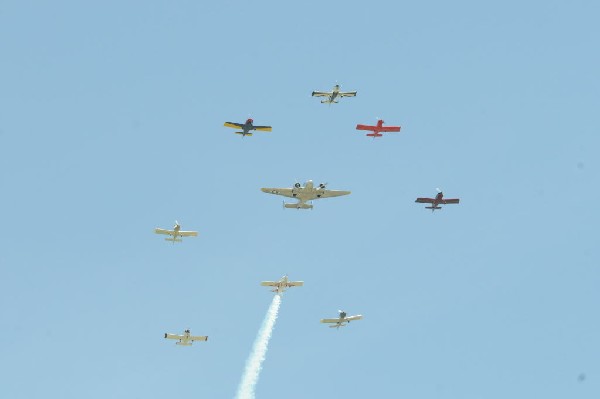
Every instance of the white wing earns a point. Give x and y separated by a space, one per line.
286 192
351 318
188 233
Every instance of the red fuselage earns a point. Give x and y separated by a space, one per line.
378 129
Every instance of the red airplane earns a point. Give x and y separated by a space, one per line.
435 202
377 129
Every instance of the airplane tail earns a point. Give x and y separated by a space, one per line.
299 205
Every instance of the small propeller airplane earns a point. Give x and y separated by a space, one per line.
377 129
186 339
333 94
307 193
282 284
342 320
176 232
247 127
435 202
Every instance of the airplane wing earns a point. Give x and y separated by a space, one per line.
188 233
365 127
451 201
163 231
424 200
331 320
233 125
351 318
263 128
334 193
286 192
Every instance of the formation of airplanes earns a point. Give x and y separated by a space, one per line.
279 287
304 194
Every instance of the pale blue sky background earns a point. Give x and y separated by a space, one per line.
111 119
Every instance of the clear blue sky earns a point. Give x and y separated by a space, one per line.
111 124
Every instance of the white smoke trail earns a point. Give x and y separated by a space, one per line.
259 350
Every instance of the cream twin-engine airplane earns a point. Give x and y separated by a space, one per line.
281 285
333 94
186 339
342 320
307 193
176 232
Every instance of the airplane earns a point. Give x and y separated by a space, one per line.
307 193
377 129
186 339
282 284
342 320
435 202
333 94
176 232
246 127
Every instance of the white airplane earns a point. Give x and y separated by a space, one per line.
186 339
307 193
282 284
342 320
333 94
176 232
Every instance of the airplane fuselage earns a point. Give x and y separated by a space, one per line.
308 192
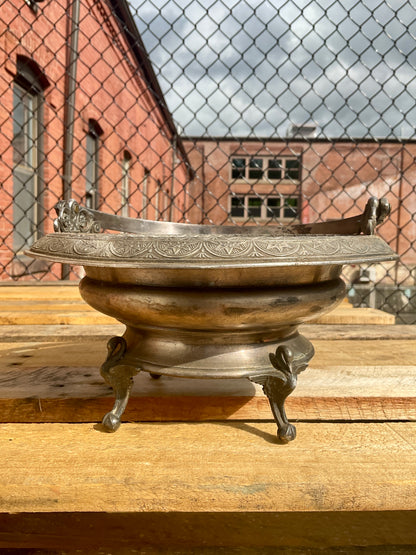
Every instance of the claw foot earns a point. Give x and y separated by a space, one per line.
120 377
286 433
111 422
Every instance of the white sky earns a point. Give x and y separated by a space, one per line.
252 67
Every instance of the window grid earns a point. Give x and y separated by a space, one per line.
265 168
264 207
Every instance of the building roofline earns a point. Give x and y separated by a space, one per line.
131 32
298 139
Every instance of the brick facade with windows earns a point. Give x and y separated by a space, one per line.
119 114
263 181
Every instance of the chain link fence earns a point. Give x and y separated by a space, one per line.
252 112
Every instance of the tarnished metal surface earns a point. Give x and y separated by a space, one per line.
211 302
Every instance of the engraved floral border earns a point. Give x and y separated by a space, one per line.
112 248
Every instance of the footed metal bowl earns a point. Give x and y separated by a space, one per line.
211 301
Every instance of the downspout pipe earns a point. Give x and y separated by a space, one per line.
69 111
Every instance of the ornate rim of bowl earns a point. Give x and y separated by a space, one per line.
156 244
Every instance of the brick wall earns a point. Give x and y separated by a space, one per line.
112 90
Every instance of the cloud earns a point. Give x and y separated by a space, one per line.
245 67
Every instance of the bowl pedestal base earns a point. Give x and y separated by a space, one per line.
274 365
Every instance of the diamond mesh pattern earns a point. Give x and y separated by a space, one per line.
253 112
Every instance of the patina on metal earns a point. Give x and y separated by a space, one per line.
211 301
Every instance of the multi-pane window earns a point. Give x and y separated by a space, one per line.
27 156
125 183
264 207
265 168
92 146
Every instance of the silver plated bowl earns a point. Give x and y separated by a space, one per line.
211 301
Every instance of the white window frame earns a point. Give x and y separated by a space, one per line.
265 213
125 184
255 164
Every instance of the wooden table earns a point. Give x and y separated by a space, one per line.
196 464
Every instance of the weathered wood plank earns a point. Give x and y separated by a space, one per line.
220 533
60 382
343 352
200 468
58 304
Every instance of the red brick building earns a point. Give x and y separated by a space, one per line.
267 182
81 116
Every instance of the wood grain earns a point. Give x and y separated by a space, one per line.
347 380
208 467
63 305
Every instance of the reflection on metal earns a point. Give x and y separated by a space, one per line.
74 219
278 386
120 377
211 301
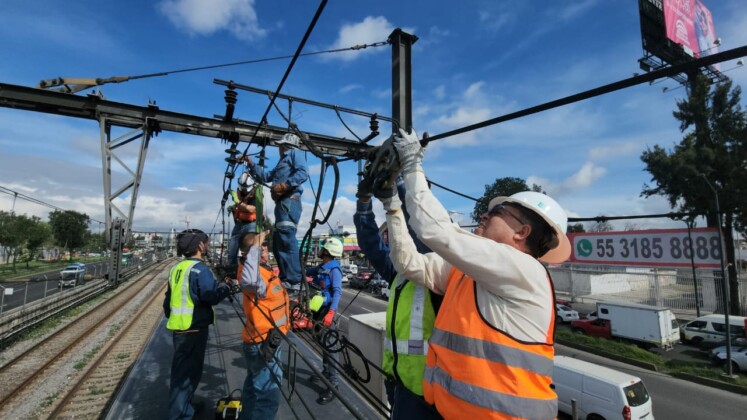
----
■ **Given task**
Return every line of the records above verbatim, leaving out the pictures.

■ **Result**
Every instance of the white wing earns a point. Give x and y separated by a space, one per line.
286 192
351 318
188 233
Every instance of the red fuselage earns a point. Give x and y separated by a space, one per line.
378 129
Every instance of the red airplane earns a point. Give x and y separated by a space, one per line.
435 202
377 129
Every instance of the airplane tail earns a point. Give x and y separated by a space, one per line.
299 205
Every instance of the small propeller airplane earns a point. Give x and y separated by a space, one per line.
377 129
186 339
333 94
307 193
282 284
342 320
176 232
247 127
435 202
Every instance of the airplane wing earns a point. Give x and y separated by a space, one per line.
188 233
365 127
451 201
163 231
424 200
331 320
233 125
351 318
263 128
334 193
286 192
Every instance of the formation of airplanes earns a point. Give x and y separated by a space, one per line.
279 287
304 194
Every instance of the pale blue sky background earns a point. Give x and y separated by a space, one per line.
111 119
Every instance of the clear blue sky earns a point. Give x and y separated by a space, one per line.
111 124
Every instance of the white smoke trail earns a point. Give x and y separated by a space, one per line.
259 350
Every instance of the cream twin-engine airplane earns a point. Give x and y separated by a space, one per line.
281 285
333 94
186 339
342 320
307 193
176 232
Every instance of the airplane earns a point. Give x and y separated by a space, one per line.
307 193
377 129
186 339
282 284
342 320
435 202
333 94
176 232
246 127
Every instance of the white airplane earns a point. Give x and y separated by a space, one per line.
186 339
307 193
282 284
342 320
333 94
176 232
Every instance of the airplane fuselage earns a point. Give x and y separated by a space, one per line.
308 192
Every instance of the claw foot earns a point. Give x and y separated by a space, one per line.
120 377
286 433
111 422
Every instance of the white sky earns a point. Give x and y separated by a space, one per line.
252 67
Every instance of the window grid earns a point. Give x and y separated by a space, one per line.
265 168
264 207
Every instance of the building roofline earns a point. Give x and y separated by a space, one per line.
131 32
298 139
Every instance of the brick facade with windows earns a point. Give x and y separated by a space, one per line.
119 114
263 181
Every instance of the chain link fence earns a point. Give x and y separated by a space, one per line.
252 112
Every instance of the tarnished metal surface earns a point. Give x and y separated by a space, one per line.
211 302
Every instance of the engraved floral border earns a point. Give x and y separated by a space, one per line.
112 248
Every instance of the footed metal bowl earns a point. Give x and y separated by a space, one per line.
211 301
Every instance of the downspout pipe earns a point. Give x and y separated by a space, one per line.
69 111
Every instance of the ornate rim of bowl earns a point. Give x and y separated by a space, one per line.
156 244
Every instance of the brick wall earns a point. Give x and y separated by a space, one per line.
112 90
Every instance of the cloud earns a point. Give x and y separated by a space, one per line.
245 67
Every instance of the bowl pedestal base earns a point. Give x and y separated by a space, one per line.
274 365
Every instance of the diamond mesh pattern earns a point. Give x and y separated by a space, one per line.
253 112
Every instance of the patina on metal earns a point. Give x and y separated by a space, one per line.
211 301
Every instance of the multi-pane window earns a point. Give x and y separated by a space, one per line.
27 156
125 183
264 207
265 168
92 146
Every instance of the silver plated bowl earns a point. Give x and y separated by a space, one per line.
211 301
Every instance of the white window frame earns a point. Give x and y separated by a space, one per line.
265 213
125 184
255 164
Every instance of the wooden table earns a point. Give x and y separated by a space, one per line.
196 464
Every instance of the weathered wood plank earns a point. Give x and y separated by a space, one per line.
220 533
60 382
343 352
200 468
58 304
Every instance of the red brick building earns a point. Give x and y separated by a space, one per line.
267 182
81 116
Every instance of the wood grain earns a point. Give x and y separated by a space, one per line.
347 380
208 467
63 305
Every instance of the reflection on metal earns a point. Give x and y separated by a space, one per line.
74 219
278 386
120 377
211 301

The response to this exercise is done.